++++ Material for the task ++++

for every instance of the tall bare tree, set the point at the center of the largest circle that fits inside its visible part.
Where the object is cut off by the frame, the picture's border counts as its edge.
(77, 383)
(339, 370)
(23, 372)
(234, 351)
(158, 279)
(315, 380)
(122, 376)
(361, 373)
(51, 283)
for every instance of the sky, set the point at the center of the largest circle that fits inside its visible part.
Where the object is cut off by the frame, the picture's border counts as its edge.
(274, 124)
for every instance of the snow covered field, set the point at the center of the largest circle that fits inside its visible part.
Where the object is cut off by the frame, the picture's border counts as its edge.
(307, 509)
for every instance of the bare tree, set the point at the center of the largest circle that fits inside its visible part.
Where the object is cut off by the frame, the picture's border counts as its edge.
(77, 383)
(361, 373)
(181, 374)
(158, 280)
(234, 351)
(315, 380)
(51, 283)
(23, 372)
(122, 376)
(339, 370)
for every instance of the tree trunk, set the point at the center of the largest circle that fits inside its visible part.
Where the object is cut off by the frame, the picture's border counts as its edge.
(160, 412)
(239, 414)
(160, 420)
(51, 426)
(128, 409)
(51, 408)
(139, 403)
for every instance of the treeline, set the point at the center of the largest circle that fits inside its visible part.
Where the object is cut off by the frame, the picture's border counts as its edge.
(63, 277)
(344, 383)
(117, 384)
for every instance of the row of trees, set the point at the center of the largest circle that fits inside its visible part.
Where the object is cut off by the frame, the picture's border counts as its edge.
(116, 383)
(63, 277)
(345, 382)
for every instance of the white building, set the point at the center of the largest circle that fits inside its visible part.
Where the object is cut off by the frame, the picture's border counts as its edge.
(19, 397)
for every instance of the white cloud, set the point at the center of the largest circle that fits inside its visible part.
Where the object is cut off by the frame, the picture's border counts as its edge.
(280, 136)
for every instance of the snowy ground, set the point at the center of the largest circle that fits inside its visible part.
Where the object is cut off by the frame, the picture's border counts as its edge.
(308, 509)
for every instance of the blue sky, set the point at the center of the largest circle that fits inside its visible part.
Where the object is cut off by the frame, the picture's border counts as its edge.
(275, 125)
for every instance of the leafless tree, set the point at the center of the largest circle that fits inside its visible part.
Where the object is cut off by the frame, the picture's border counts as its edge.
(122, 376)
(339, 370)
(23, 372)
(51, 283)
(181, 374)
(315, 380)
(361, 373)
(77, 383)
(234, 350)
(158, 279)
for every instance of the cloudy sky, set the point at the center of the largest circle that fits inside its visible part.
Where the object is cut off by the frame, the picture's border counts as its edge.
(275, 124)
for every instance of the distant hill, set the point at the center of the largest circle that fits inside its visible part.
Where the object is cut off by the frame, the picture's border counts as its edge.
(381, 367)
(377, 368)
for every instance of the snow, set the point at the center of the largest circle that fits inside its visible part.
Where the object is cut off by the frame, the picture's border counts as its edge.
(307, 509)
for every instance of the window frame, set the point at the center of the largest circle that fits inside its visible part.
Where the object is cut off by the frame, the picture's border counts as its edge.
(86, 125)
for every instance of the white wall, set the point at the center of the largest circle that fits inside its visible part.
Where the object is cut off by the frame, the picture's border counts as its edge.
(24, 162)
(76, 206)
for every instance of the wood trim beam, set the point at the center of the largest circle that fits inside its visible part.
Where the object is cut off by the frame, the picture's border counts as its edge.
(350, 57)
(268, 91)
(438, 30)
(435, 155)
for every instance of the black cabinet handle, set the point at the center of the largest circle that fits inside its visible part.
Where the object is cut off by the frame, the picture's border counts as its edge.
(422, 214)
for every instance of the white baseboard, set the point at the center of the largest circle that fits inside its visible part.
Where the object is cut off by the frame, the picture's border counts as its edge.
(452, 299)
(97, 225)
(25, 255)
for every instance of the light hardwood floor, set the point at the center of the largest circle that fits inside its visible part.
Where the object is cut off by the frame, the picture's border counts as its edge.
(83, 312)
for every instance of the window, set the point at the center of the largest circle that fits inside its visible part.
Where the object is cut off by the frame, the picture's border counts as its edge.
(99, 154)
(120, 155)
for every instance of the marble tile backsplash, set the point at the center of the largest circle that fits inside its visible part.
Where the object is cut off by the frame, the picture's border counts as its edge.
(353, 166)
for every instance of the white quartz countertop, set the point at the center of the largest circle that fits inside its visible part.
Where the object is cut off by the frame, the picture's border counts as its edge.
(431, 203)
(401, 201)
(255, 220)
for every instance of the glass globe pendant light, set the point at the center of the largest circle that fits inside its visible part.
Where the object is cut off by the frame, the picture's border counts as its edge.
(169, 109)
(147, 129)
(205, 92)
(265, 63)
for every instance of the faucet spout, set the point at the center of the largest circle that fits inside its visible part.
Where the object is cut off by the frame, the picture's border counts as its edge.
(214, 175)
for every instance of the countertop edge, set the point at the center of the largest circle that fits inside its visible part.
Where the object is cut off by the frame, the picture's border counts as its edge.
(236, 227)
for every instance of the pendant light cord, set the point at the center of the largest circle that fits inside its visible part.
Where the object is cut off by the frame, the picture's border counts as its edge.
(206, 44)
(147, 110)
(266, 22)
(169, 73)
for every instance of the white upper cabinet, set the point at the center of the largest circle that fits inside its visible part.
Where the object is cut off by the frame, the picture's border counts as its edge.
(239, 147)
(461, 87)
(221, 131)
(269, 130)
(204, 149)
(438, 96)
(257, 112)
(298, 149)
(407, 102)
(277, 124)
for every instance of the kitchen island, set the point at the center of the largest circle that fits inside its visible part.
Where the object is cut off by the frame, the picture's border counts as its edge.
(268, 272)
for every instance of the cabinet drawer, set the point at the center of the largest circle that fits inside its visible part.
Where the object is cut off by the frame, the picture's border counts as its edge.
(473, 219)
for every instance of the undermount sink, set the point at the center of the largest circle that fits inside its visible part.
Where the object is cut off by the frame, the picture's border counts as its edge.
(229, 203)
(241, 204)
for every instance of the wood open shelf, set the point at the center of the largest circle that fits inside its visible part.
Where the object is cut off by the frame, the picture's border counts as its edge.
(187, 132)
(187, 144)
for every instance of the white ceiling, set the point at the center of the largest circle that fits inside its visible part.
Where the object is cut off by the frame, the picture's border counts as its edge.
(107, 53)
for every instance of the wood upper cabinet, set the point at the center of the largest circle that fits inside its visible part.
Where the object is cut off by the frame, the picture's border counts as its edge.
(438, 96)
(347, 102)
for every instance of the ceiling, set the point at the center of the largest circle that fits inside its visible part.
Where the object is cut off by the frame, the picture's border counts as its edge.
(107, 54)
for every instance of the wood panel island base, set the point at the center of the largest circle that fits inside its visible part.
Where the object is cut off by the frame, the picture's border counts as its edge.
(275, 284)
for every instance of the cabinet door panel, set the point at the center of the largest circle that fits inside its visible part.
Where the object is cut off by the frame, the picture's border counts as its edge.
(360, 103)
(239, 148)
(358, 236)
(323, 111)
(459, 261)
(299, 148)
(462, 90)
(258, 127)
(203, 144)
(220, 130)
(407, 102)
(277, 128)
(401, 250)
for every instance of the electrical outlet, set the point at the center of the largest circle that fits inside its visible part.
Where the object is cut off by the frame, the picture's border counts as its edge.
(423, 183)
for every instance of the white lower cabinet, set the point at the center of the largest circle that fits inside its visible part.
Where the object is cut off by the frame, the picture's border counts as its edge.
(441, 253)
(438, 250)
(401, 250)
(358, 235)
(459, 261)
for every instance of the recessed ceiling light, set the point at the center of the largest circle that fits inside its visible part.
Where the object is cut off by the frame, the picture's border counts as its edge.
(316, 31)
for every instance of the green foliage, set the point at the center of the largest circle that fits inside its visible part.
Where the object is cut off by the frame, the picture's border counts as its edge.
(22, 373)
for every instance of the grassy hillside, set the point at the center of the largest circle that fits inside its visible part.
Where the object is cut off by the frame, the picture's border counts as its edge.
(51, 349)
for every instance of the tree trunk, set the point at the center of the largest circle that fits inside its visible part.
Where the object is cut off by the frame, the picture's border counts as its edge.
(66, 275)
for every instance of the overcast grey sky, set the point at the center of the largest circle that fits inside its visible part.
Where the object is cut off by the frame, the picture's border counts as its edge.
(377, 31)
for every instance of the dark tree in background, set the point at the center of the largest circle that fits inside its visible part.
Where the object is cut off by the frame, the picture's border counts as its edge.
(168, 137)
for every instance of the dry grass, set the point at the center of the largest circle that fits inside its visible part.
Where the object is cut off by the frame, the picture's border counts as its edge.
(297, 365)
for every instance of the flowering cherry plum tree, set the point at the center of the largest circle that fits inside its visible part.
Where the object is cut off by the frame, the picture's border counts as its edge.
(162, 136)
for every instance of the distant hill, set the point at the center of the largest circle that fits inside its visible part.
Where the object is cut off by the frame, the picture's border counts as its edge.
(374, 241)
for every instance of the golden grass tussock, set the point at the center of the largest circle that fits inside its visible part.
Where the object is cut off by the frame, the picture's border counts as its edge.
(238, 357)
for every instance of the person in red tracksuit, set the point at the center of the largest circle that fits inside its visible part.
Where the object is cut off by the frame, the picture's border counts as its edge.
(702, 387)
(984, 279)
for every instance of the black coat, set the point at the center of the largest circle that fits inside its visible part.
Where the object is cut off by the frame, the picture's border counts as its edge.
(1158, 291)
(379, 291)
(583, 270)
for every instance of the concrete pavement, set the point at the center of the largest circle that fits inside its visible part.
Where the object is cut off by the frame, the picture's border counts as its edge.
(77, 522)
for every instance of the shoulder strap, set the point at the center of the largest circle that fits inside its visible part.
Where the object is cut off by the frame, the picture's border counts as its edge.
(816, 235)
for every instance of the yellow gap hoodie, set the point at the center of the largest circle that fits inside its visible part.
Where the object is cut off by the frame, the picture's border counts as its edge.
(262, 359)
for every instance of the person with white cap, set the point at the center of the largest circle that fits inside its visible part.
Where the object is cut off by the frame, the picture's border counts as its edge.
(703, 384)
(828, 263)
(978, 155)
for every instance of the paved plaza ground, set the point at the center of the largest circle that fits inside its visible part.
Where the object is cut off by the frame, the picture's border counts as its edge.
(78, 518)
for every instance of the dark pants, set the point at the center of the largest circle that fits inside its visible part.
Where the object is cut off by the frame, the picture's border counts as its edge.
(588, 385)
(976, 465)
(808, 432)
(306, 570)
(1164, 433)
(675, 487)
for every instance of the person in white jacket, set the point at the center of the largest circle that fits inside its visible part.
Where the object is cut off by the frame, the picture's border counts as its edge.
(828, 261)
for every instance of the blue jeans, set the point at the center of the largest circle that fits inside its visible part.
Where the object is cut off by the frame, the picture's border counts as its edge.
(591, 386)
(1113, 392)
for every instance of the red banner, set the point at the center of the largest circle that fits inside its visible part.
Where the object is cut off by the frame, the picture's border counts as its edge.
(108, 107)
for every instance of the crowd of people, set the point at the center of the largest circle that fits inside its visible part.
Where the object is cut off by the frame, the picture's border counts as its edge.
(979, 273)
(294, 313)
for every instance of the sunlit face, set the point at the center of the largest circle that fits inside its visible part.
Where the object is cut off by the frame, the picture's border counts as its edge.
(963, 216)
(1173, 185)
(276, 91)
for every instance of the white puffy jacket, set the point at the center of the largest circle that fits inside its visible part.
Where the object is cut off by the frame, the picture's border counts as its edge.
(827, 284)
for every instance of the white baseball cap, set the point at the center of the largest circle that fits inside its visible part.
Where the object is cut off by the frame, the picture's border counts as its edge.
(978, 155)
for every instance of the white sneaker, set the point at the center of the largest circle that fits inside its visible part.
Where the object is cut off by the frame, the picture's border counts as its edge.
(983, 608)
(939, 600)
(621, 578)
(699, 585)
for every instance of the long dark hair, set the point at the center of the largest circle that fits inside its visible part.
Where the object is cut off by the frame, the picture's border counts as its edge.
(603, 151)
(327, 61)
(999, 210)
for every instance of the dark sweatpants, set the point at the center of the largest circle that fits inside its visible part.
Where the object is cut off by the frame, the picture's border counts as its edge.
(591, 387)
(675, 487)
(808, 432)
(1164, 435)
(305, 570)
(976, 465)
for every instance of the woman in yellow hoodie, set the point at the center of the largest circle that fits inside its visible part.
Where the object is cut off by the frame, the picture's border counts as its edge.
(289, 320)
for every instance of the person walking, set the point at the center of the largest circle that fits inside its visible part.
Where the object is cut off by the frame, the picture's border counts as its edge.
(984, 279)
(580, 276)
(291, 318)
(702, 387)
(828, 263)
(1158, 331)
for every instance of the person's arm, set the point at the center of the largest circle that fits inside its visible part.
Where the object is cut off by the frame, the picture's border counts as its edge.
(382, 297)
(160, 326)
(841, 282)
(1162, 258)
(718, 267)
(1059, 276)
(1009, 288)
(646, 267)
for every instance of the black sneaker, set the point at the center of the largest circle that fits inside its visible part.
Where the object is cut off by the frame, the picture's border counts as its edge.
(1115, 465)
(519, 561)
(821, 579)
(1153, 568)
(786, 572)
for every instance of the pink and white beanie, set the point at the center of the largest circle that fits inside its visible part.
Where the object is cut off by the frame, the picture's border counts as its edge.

++++

• [Given instruction]: Only the lines from the one containing "for every instance of the person's" to the end of the records should be repeated, exactly as they appear.

• [Task output]:
for every instance of the person's arm, set the point at the center of the largest circle that fits inside its visible part.
Where the object is cut off by the frame, the picture's border counts as its edge.
(382, 297)
(160, 326)
(841, 282)
(1162, 258)
(718, 267)
(1059, 276)
(1009, 288)
(646, 267)
for every instance of the black sneaker, set the point at the center of the largest circle that fits inside its visible part.
Where the object is cut off by the frame, the picture's border counts as its edge.
(1115, 465)
(519, 561)
(821, 579)
(1153, 568)
(786, 572)
for every instance of the pink and white beanie, set the point at the center of the largest circle that fits inside its visible part.
Where the object is cut off by the frame, the picture's border counts as its edge.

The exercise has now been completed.